_Instrução 1_
Reproduza sem alterações o trecho da notícia sobre os generais, começando em "O que começou" e seguindo até "na TV aberta.".
__________________________________________________
21/09/2017 às 08h44min - Atualizada em 21/09/2017 às 08h44min

Generais elevam o tom e falam em outra intervenção militar no Brasil

Discursos de generais na ativa sobre intervenção militar reúnem apoio da ultradireita e de setores da esquerda.

CORREIO DO BRASIL
O general Mourão recebeu a defesa de setores da ultradireita; mas não escapou de críticas pesadas à esquerda contra a intervenção militar

O que começou com o discurso do general Antonio Hamilton Mourão, prestes a passar para a reserva do Exército, em uma reunião de maçons, em Brasília, na última sexta-feira, segue durante a semana para um acalorado debate. Questionado sobre o ponto de vista do militar, que vê a intervenção das Forças Armadas no governo brasileiro como uma alternativa factível, no curto prazo, o comandante do Exército, general Eduardo Villas Bôas, assentiu.

A análise do alto comandante vai além. Não apenas a tomada do poder por uma junta militar é possível, mas avaliada, constantemente.

— As Forças Armadas têm mandato para fazer (uma intervenção militar) na iminência de um (período de) caos — disse Villas Bôas, durante um programa na TV aberta.

O pronunciamento segue em linha com o discurso de Mourão junto aos maçons, que participaram, ativamente, da ditadura militar instalada no país, em 1964. E o chefe do comando militar vai adiante. Ele revela que o Exército tem “planejamentos muito bem feitos” para o eventual controle do governo.
__________________________________________________
_Instrução 2_
Converta em tabela Markdown somente as linhas da listagem que vão do início dela até a linha que contém "[[[164,147],[152,147],[146,150],[143,179],[177,179],[176,162]]]", inclusive, deixando de fora as linhas em branco. Use as colunas "Nº", com o número de ordem da linha, e "Conteúdo", com a linha em si.
__________________________________________________
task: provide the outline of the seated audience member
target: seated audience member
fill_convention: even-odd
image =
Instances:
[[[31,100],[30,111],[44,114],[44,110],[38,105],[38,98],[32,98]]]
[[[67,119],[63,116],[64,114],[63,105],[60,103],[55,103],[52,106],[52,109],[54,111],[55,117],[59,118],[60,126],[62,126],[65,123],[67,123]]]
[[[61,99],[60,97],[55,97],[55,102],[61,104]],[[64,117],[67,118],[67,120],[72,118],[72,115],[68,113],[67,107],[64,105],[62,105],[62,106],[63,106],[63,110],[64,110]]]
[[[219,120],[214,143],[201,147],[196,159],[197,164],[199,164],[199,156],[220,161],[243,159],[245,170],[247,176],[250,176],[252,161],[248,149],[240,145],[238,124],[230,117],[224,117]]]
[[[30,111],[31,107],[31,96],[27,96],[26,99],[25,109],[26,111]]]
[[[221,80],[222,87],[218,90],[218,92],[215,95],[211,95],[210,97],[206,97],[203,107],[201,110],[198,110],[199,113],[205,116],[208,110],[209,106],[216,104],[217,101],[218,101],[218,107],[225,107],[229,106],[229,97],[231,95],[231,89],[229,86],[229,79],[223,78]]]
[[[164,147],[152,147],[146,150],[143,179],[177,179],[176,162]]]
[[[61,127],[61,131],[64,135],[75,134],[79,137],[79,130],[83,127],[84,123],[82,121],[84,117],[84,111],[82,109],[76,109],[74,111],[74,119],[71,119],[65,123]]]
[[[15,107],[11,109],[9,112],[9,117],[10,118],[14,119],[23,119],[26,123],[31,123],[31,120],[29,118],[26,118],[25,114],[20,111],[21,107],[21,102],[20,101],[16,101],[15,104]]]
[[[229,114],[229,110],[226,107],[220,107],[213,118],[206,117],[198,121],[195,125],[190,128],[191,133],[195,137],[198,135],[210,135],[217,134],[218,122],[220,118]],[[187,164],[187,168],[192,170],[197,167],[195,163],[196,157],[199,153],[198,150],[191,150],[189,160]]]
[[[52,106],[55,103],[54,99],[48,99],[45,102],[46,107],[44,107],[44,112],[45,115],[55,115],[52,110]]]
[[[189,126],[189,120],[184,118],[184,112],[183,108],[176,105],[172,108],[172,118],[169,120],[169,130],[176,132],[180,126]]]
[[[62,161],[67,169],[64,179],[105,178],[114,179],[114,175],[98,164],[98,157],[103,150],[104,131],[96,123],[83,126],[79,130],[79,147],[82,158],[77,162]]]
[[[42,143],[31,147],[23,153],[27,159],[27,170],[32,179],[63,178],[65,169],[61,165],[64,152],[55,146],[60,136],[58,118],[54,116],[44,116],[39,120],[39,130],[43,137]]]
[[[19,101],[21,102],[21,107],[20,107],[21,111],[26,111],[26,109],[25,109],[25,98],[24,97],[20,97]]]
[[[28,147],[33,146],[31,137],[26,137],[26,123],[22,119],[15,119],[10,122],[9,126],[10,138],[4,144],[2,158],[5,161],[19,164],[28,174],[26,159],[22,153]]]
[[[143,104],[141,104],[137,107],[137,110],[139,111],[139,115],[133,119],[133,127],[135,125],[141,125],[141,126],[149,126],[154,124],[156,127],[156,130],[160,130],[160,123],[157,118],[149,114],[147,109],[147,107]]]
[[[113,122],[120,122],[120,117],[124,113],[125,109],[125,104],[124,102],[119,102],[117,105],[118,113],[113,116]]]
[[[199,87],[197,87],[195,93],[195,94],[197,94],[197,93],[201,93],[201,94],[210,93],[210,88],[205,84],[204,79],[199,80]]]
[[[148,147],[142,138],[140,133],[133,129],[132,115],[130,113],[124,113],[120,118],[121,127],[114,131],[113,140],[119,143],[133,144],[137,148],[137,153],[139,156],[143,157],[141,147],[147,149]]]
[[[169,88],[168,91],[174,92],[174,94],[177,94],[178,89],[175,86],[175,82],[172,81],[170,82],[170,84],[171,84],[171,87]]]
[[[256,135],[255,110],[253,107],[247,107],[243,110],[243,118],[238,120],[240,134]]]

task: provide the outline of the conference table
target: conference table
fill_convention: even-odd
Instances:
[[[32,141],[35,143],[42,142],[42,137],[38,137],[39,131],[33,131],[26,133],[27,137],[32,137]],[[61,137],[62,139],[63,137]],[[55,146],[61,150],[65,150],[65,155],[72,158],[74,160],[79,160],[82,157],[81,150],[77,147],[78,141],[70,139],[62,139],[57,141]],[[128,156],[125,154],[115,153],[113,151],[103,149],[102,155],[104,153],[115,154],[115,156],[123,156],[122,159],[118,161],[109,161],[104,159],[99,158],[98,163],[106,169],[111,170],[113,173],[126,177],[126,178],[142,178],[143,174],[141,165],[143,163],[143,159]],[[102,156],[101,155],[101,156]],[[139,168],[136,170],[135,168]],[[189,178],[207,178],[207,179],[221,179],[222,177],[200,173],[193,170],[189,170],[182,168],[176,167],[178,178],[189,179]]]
__________________________________________________
_Resposta correta 1_
O que começou com o discurso do general Antonio Hamilton Mourão, prestes a passar para a reserva do Exército, em uma reunião de maçons, em Brasília, na última sexta-feira, segue durante a semana para um acalorado debate. Questionado sobre o ponto de vista do militar, que vê a intervenção das Forças Armadas no governo brasileiro como uma alternativa factível, no curto prazo, o comandante do Exército, general Eduardo Villas Bôas, assentiu.

A análise do alto comandante vai além. Não apenas a tomada do poder por uma junta militar é possível, mas avaliada, constantemente.

— As Forças Armadas têm mandato para fazer (uma intervenção militar) na iminência de um (período de) caos — disse Villas Bôas, durante um programa na TV aberta.

_Resposta correta 2_
| Nº | Conteúdo |
|---|---|
| 1 | task: provide the outline of the seated audience member |
| 2 | target: seated audience member |
| 3 | fill_convention: even-odd |
| 4 | image = |
| 5 | Instances: |
| 6 | [[[31,100],[30,111],[44,114],[44,110],[38,105],[38,98],[32,98]]] |
| 7 | [[[67,119],[63,116],[64,114],[63,105],[60,103],[55,103],[52,106],[52,109],[54,111],[55,117],[59,118],[60,126],[62,126],[65,123],[67,123]]] |
| 8 | [[[61,99],[60,97],[55,97],[55,102],[61,104]],[[64,117],[67,118],[67,120],[72,118],[72,115],[68,113],[67,107],[64,105],[62,105],[62,106],[63,106],[63,110],[64,110]]] |
| 9 | [[[219,120],[214,143],[201,147],[196,159],[197,164],[199,164],[199,156],[220,161],[243,159],[245,170],[247,176],[250,176],[252,161],[248,149],[240,145],[238,124],[230,117],[224,117]]] |
| 10 | [[[30,111],[31,107],[31,96],[27,96],[26,99],[25,109],[26,111]]] |
| 11 | [[[221,80],[222,87],[218,90],[218,92],[215,95],[211,95],[210,97],[206,97],[203,107],[201,110],[198,110],[199,113],[205,116],[208,110],[209,106],[216,104],[217,101],[218,101],[218,107],[225,107],[229,106],[229,97],[231,95],[231,89],[229,86],[229,79],[223,78]]] |
| 12 | [[[164,147],[152,147],[146,150],[143,179],[177,179],[176,162]]] |